**Prompt:** Repeat the listing below word for word, changing nothing.

**Listing:**
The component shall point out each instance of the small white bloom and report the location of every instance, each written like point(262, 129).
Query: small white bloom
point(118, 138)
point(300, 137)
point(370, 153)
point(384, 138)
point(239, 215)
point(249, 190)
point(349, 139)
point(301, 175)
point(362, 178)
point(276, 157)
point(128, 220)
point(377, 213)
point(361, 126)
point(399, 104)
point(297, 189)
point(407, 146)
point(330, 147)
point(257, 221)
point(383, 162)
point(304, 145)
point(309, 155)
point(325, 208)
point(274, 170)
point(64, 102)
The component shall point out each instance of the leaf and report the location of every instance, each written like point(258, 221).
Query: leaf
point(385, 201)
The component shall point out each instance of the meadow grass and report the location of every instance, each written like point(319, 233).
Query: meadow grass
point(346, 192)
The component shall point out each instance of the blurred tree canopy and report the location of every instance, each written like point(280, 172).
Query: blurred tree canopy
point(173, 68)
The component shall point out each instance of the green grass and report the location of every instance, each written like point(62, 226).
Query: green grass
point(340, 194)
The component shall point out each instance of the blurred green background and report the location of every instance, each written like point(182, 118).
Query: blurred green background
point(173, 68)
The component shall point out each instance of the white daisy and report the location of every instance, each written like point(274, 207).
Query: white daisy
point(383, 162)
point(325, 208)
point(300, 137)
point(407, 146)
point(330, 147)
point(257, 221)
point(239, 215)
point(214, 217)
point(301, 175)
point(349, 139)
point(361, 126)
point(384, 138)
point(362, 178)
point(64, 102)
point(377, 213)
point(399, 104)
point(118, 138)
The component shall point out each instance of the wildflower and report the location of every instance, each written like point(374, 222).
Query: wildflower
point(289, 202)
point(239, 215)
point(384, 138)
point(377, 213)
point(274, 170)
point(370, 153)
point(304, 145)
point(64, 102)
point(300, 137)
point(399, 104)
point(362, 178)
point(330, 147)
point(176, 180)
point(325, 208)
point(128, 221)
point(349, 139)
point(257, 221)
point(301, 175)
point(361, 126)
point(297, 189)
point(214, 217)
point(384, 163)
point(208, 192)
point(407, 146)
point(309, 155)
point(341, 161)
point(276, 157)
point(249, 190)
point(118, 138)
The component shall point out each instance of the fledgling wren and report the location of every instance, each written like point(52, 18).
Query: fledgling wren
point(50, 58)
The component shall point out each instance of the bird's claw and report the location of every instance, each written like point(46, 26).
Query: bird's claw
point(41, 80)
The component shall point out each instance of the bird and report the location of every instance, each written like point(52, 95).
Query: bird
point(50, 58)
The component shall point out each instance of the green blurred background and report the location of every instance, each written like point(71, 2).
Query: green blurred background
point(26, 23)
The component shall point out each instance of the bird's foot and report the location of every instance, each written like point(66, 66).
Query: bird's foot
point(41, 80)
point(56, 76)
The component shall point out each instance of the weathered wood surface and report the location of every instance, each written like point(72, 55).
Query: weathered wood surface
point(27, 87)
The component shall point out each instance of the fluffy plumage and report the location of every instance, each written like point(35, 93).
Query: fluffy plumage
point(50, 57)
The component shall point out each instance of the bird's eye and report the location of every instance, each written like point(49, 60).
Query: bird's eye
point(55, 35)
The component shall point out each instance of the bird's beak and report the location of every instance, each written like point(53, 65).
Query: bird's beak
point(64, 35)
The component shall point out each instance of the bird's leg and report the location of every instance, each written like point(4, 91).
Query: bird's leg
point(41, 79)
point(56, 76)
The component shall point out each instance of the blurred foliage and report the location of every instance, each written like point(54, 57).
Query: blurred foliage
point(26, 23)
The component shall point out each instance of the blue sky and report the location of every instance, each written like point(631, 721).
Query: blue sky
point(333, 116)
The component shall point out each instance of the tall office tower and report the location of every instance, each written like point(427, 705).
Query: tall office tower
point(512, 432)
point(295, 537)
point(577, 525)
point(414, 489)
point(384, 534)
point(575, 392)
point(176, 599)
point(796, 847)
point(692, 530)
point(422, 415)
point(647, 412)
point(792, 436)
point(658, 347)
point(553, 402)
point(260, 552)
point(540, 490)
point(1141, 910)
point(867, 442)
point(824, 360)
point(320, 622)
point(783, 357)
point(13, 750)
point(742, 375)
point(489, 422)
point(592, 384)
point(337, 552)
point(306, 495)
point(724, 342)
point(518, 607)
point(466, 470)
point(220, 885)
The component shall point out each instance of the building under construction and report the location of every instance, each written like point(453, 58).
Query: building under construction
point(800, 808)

**Exercise result:**
The component shall point out each instance of the small white bloom and report the location of every instance, each written like point(262, 129).
Query: small white bloom
point(118, 138)
point(300, 137)
point(370, 153)
point(384, 138)
point(239, 215)
point(249, 190)
point(349, 139)
point(301, 175)
point(362, 178)
point(276, 157)
point(128, 220)
point(377, 213)
point(361, 126)
point(399, 104)
point(297, 189)
point(407, 146)
point(330, 147)
point(257, 221)
point(383, 162)
point(304, 145)
point(309, 155)
point(325, 208)
point(274, 170)
point(64, 102)
The component shall point out each instance of the leaf and report the location of every instance, each written like point(258, 221).
Query: leaf
point(385, 201)
The component shall point out each instance of the meadow grass and report the location of every instance, each written like point(319, 233).
Query: meadow grass
point(346, 192)
The component shall point out each instance of the blurred tree canopy and report the location of every instance, each written like point(280, 172).
Query: blurred tree canopy
point(173, 68)
The component shall point out each instance of the green grass and report the location of every instance, each written like point(62, 226).
Query: green grass
point(340, 194)
The component shall point out each instance of the blurred green background and report the location of every instance, each written like point(182, 118).
Query: blurred green background
point(173, 68)
The component shall point out each instance of the white daisy and report the location of every instance, each written like point(274, 207).
Query: white daisy
point(383, 162)
point(325, 208)
point(300, 137)
point(407, 146)
point(330, 147)
point(257, 221)
point(239, 215)
point(214, 217)
point(301, 175)
point(349, 139)
point(361, 126)
point(384, 138)
point(362, 178)
point(64, 102)
point(377, 213)
point(399, 104)
point(118, 138)
The component shall point out each instance of the wildflower and report the location of every instance, each written like point(374, 222).
Query: wildflower
point(289, 202)
point(239, 215)
point(384, 138)
point(377, 213)
point(274, 170)
point(370, 153)
point(304, 145)
point(64, 102)
point(300, 137)
point(399, 104)
point(362, 178)
point(330, 147)
point(176, 180)
point(325, 208)
point(128, 221)
point(349, 139)
point(257, 221)
point(301, 175)
point(361, 126)
point(297, 189)
point(214, 217)
point(384, 163)
point(208, 192)
point(407, 146)
point(309, 155)
point(341, 161)
point(276, 157)
point(249, 190)
point(118, 138)
The component shall point out each instance of the fledgling wren and report the location of every instance, each written like point(52, 18).
Query: fledgling wren
point(50, 58)
The component shall point out each instance of the bird's claw and report the location of every instance, each written like point(46, 26).
Query: bird's claw
point(41, 80)
The component shall point out each instance of the bird and report the location of every instance, each written like point(52, 95).
Query: bird
point(50, 58)
The component shall point out each instance of the green blurred background and report the location of every instance, each written like point(71, 2).
Query: green blurred background
point(26, 23)
The component shall point out each instance of the bird's foot and report the location of every instance, each written like point(66, 66).
Query: bird's foot
point(41, 80)
point(56, 76)
The component shall point out each instance of the weathered wood surface and report the location of every instance, each written like point(72, 55).
Query: weathered wood surface
point(27, 87)
The component shall point out each instance of the fluffy plumage and report the location of every instance, each written like point(35, 93).
Query: fluffy plumage
point(50, 57)
The component shall point out each instance of the bird's eye and report the location of every instance, each written like point(49, 60).
Query: bird's eye
point(55, 35)
The component shall point out each instance of the bird's beak and report the location of every instance, each written like point(53, 65).
Query: bird's beak
point(64, 35)
The component shall point out each instance of the bird's leg and report the location of every instance, each written like point(4, 91).
Query: bird's leg
point(41, 79)
point(56, 76)
The component shall point out each instance of the blurred foliage and report the location of every instance, each written like point(54, 57).
Query: blurred foliage
point(26, 23)
The component shall point out each instance of the blue sky and report the location of every instance, each written like point(631, 721).
Query: blue sky
point(333, 116)
The component shall point out each instance of the tall office tower and report the location of every instance, each written like point(427, 705).
Query: tall office tower
point(512, 432)
point(295, 537)
point(577, 525)
point(414, 489)
point(384, 534)
point(575, 392)
point(176, 599)
point(796, 847)
point(692, 530)
point(422, 415)
point(647, 412)
point(792, 436)
point(658, 347)
point(553, 402)
point(260, 552)
point(540, 490)
point(1141, 910)
point(867, 442)
point(824, 360)
point(320, 622)
point(783, 357)
point(13, 750)
point(742, 375)
point(489, 422)
point(592, 384)
point(337, 552)
point(306, 495)
point(724, 342)
point(518, 607)
point(466, 470)
point(220, 885)
The component shall point out each instance of the building under construction and report the location of every instance, each written like point(453, 58).
Query: building under construction
point(800, 808)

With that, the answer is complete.